**Written task:** Where the line holding "TARGET = eyebrow" appears, start copying, and continue exactly through the last line of the listing, skipping pictures.

**Supplied data:**
= = = = =
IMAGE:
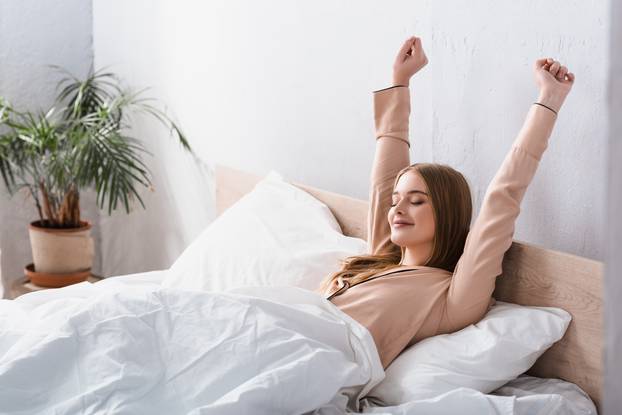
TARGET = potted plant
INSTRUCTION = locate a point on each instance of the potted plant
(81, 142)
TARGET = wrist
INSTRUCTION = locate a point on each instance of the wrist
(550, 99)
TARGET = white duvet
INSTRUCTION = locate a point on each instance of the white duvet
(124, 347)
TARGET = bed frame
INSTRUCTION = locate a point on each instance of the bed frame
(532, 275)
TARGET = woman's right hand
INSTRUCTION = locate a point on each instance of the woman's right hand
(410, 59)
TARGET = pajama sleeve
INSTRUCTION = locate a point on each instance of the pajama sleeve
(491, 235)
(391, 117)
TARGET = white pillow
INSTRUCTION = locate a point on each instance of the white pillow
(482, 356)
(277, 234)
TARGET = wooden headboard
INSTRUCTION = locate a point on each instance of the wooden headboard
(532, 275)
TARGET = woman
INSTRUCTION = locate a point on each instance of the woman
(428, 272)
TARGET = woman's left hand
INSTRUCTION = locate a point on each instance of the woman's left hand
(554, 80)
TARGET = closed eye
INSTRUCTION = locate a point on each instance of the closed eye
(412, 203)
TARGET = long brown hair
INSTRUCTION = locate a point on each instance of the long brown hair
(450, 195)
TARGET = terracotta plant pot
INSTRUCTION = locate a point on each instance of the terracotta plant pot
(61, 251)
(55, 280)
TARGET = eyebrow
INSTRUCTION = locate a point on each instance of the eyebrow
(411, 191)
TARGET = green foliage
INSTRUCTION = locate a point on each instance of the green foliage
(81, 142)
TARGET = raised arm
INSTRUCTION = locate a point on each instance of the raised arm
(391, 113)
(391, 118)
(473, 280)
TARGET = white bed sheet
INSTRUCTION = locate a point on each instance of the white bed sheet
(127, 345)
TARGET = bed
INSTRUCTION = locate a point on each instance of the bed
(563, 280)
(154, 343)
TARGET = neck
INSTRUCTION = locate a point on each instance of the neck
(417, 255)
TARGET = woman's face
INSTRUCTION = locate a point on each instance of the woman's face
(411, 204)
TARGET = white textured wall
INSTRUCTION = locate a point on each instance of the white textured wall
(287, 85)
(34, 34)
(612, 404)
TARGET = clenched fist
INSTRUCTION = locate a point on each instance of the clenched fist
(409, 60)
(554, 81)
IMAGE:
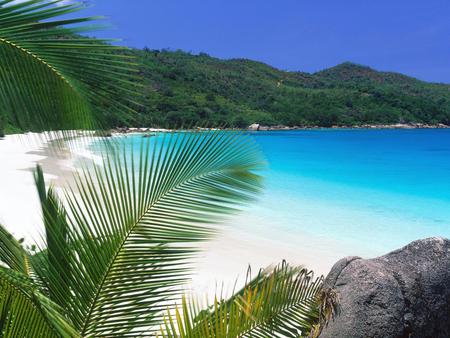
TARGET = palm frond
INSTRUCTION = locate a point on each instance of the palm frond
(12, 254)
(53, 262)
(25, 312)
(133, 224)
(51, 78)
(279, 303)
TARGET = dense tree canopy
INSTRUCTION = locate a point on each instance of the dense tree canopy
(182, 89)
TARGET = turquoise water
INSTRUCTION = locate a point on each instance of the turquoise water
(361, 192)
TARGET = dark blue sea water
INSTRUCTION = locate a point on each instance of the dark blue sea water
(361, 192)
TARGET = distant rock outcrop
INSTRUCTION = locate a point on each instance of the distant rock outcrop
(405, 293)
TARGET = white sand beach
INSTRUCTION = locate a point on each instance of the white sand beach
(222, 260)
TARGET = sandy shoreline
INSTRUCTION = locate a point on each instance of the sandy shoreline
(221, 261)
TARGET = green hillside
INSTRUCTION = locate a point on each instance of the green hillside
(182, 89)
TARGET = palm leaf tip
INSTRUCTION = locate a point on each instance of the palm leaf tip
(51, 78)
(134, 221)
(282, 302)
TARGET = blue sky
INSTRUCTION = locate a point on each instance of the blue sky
= = = = =
**Response below:**
TARGET = eyebrow
INSTRUCTION = locate a point on each instance of the eyebrow
(411, 191)
TARGET = green foliage
INSTRUCTION = locate a point on each instance of the green foliage
(81, 142)
TARGET = raised arm
INSTRUCTION = locate a point on each instance of the raised arm
(391, 113)
(391, 118)
(473, 280)
TARGET = white bed sheet
INSTRUCTION = locate a point on each instance of the white bed sheet
(127, 345)
TARGET = bed
INSTRUCTION = locate a point on each instance of the bed
(563, 280)
(154, 343)
TARGET = neck
INSTRUCTION = locate a point on each instance of the neck
(417, 255)
TARGET = woman's face
INSTRUCTION = locate a point on each instance of the woman's face
(411, 204)
TARGET = white textured wall
INSTRUCTION = locate a point on each instance of the white textured wall
(287, 85)
(34, 34)
(612, 404)
TARGET = clenched fist
INSTRUCTION = locate a point on each instance of the clenched fist
(409, 60)
(554, 81)
IMAGE:
TARGET = palm frond
INSTRUCTION = locate a point on each instance of the palm frond
(12, 254)
(53, 262)
(25, 312)
(133, 224)
(51, 78)
(279, 303)
TARGET = dense tree canopy
INSTRUCTION = locate a point on each instance of the dense tree canopy
(182, 89)
TARGET = turquoise water
INSTRUCTION = locate a point on each instance of the turquoise water
(361, 192)
TARGET = dark blue sea water
INSTRUCTION = locate a point on each instance of the dark blue sea water
(361, 192)
TARGET = distant rock outcrop
INSTRUCTION = locate a point on each instance of the distant rock outcrop
(405, 293)
TARGET = white sand beach
INSTRUCTION = locate a point on each instance of the white sand beach
(222, 260)
TARGET = sandy shoreline
INSTRUCTION = locate a point on each instance of the sandy shoreline
(221, 261)
TARGET = green hillside
INSTRUCTION = locate a point on each instance of the green hillside
(182, 89)
TARGET = palm leaf tip
INSTRUCTION = locate a point on each instance of the palm leaf tip
(51, 78)
(134, 221)
(282, 302)
TARGET = blue sky
INSTRUCTION = locate a point on each instance of the blue sky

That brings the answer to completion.